---------- DATASET RECORDS ----------
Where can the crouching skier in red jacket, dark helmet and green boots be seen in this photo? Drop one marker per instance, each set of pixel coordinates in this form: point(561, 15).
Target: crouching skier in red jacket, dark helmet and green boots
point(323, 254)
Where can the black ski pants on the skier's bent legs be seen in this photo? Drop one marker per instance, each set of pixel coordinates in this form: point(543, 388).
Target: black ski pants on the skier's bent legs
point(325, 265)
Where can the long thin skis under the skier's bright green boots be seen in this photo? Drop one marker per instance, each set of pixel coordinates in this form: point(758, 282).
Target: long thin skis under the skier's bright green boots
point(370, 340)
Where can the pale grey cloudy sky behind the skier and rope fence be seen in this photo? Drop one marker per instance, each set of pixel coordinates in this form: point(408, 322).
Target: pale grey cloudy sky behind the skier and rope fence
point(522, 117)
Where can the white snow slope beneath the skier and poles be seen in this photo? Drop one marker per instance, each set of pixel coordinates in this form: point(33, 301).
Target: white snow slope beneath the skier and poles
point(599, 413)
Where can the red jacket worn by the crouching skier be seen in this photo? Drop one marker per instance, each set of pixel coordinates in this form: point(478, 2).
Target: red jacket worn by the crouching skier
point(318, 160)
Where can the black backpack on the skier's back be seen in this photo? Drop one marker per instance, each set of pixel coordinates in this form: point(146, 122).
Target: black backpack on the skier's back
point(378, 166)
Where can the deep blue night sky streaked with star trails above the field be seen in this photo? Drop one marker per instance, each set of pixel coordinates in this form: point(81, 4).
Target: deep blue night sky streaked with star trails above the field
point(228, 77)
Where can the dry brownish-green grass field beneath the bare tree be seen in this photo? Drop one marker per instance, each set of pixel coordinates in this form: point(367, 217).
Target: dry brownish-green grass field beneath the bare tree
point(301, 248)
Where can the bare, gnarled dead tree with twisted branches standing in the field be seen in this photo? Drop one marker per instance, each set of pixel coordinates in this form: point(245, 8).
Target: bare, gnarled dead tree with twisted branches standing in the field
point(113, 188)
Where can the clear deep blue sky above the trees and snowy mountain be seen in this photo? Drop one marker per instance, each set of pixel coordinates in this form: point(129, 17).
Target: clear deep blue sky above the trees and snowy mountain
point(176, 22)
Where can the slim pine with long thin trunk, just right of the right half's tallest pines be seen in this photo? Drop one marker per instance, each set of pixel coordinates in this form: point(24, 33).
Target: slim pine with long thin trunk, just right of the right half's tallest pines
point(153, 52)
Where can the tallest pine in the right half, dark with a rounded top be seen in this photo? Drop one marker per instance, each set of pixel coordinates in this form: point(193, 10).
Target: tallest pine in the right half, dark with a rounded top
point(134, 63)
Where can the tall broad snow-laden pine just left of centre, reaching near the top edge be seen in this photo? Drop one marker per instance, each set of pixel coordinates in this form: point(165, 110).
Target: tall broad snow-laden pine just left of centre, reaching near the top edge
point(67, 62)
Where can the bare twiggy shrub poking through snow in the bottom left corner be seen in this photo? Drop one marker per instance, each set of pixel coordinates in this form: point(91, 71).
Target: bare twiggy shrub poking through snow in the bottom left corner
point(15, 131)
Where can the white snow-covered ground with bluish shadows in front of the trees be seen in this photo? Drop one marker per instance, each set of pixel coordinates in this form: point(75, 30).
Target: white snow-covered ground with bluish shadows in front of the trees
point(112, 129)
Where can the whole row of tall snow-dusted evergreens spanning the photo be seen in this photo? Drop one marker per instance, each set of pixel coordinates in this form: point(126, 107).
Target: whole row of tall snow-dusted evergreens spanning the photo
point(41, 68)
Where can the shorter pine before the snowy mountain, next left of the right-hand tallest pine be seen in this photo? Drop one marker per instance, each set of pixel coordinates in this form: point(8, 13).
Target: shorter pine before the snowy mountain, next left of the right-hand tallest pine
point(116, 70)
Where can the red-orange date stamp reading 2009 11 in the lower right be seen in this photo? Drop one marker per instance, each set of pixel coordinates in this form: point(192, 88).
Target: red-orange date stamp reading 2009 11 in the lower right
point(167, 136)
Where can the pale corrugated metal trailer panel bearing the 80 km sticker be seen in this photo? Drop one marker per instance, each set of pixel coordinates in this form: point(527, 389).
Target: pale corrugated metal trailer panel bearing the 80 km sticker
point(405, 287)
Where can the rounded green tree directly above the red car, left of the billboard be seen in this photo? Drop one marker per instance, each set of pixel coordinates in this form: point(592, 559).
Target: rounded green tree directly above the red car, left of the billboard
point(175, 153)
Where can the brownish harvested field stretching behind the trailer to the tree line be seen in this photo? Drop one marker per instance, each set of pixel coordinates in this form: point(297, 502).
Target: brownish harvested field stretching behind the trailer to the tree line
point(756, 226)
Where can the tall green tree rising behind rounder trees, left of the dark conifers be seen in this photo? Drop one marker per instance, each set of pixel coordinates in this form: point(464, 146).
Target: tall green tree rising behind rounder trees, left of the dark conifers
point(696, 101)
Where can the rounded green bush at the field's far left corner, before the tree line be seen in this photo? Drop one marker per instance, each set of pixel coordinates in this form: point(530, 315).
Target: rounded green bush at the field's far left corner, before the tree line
----------
EXERCISE REQUIREMENTS | Every record above must be repeated word for word.

ANSWER SPACE |
Where can the crouching skier in red jacket, dark helmet and green boots be seen in this photo? Drop one marker per instance, each set of pixel coordinates in this form: point(561, 15).
Target: crouching skier in red jacket, dark helmet and green boots
point(323, 254)
Where can the black ski pants on the skier's bent legs be seen in this photo? Drop one marker per instance, each set of pixel coordinates in this form: point(543, 388).
Target: black ski pants on the skier's bent legs
point(325, 265)
Where can the long thin skis under the skier's bright green boots be seen in this photo? Drop one marker per instance, each set of pixel coordinates in this form: point(758, 282).
Target: long thin skis under the skier's bright green boots
point(370, 340)
Where can the pale grey cloudy sky behind the skier and rope fence be seen in this photo? Drop one marker per instance, each set of pixel coordinates in this form: point(408, 322).
Target: pale grey cloudy sky behind the skier and rope fence
point(522, 117)
Where can the white snow slope beneath the skier and poles be seen in this photo? Drop one marker per instance, each set of pixel coordinates in this form: point(33, 301).
Target: white snow slope beneath the skier and poles
point(599, 413)
Where can the red jacket worn by the crouching skier be seen in this photo? Drop one marker per instance, each set of pixel coordinates in this form: point(478, 2).
Target: red jacket worn by the crouching skier
point(318, 160)
Where can the black backpack on the skier's back be seen in this photo? Drop one marker per instance, each set of pixel coordinates in this form: point(146, 122).
Target: black backpack on the skier's back
point(378, 166)
Where can the deep blue night sky streaked with star trails above the field be seen in this photo? Drop one marker per instance, each set of pixel coordinates in this form: point(81, 4).
Target: deep blue night sky streaked with star trails above the field
point(228, 77)
Where can the dry brownish-green grass field beneath the bare tree be seen in this photo? Drop one marker per instance, each set of pixel coordinates in this form: point(367, 217).
Target: dry brownish-green grass field beneath the bare tree
point(301, 248)
Where can the bare, gnarled dead tree with twisted branches standing in the field be seen in this photo? Drop one marker per instance, each set of pixel coordinates in this form: point(245, 8).
Target: bare, gnarled dead tree with twisted branches standing in the field
point(113, 188)
Where can the clear deep blue sky above the trees and snowy mountain be seen in this photo? Drop one marker per instance, each set of pixel coordinates in this form: point(129, 17).
Target: clear deep blue sky above the trees and snowy mountain
point(176, 22)
Where can the slim pine with long thin trunk, just right of the right half's tallest pines be seen in this photo? Drop one marker per instance, each set of pixel coordinates in this form: point(24, 33).
Target: slim pine with long thin trunk, just right of the right half's tallest pines
point(153, 52)
Where can the tallest pine in the right half, dark with a rounded top be seen in this photo? Drop one marker per instance, each set of pixel coordinates in this form: point(193, 10).
Target: tallest pine in the right half, dark with a rounded top
point(134, 63)
Where can the tall broad snow-laden pine just left of centre, reaching near the top edge be seen in this photo? Drop one marker per instance, each set of pixel coordinates in this form: point(165, 110).
Target: tall broad snow-laden pine just left of centre, reaching near the top edge
point(67, 62)
Where can the bare twiggy shrub poking through snow in the bottom left corner be seen in this photo? Drop one marker per instance, each set of pixel coordinates in this form: point(91, 71).
Target: bare twiggy shrub poking through snow in the bottom left corner
point(15, 131)
Where can the white snow-covered ground with bluish shadows in front of the trees be seen in this photo? Drop one marker per instance, each set of pixel coordinates in this form: point(75, 30).
Target: white snow-covered ground with bluish shadows in front of the trees
point(112, 129)
Where can the whole row of tall snow-dusted evergreens spanning the photo be seen in this photo? Drop one marker per instance, each set of pixel coordinates in this form: point(126, 107).
Target: whole row of tall snow-dusted evergreens spanning the photo
point(41, 68)
Where can the shorter pine before the snowy mountain, next left of the right-hand tallest pine be seen in this photo? Drop one marker per instance, each set of pixel coordinates in this form: point(8, 13).
Target: shorter pine before the snowy mountain, next left of the right-hand tallest pine
point(116, 70)
Where can the red-orange date stamp reading 2009 11 in the lower right be seen in this photo? Drop one marker per instance, each set of pixel coordinates in this form: point(192, 88).
Target: red-orange date stamp reading 2009 11 in the lower right
point(167, 136)
Where can the pale corrugated metal trailer panel bearing the 80 km sticker be seen in this photo? Drop one marker per instance, each set of pixel coordinates in this form: point(527, 389).
Target: pale corrugated metal trailer panel bearing the 80 km sticker
point(405, 287)
Where can the rounded green tree directly above the red car, left of the billboard be seen in this photo? Drop one marker per instance, each set of pixel coordinates in this form: point(592, 559).
Target: rounded green tree directly above the red car, left of the billboard
point(175, 153)
Where can the brownish harvested field stretching behind the trailer to the tree line be seen in this photo? Drop one marker per instance, each set of pixel coordinates in this form: point(297, 502).
Target: brownish harvested field stretching behind the trailer to the tree line
point(756, 226)
Where can the tall green tree rising behind rounder trees, left of the dark conifers be seen in this photo? Drop one marker per instance, each set of pixel coordinates in this form: point(464, 146).
Target: tall green tree rising behind rounder trees, left of the dark conifers
point(696, 101)
Where can the rounded green bush at the field's far left corner, before the tree line be seen in this photo? Drop one marker per instance, each set of pixel coordinates in this form: point(530, 315).
Target: rounded green bush at the field's far left corner, before the tree line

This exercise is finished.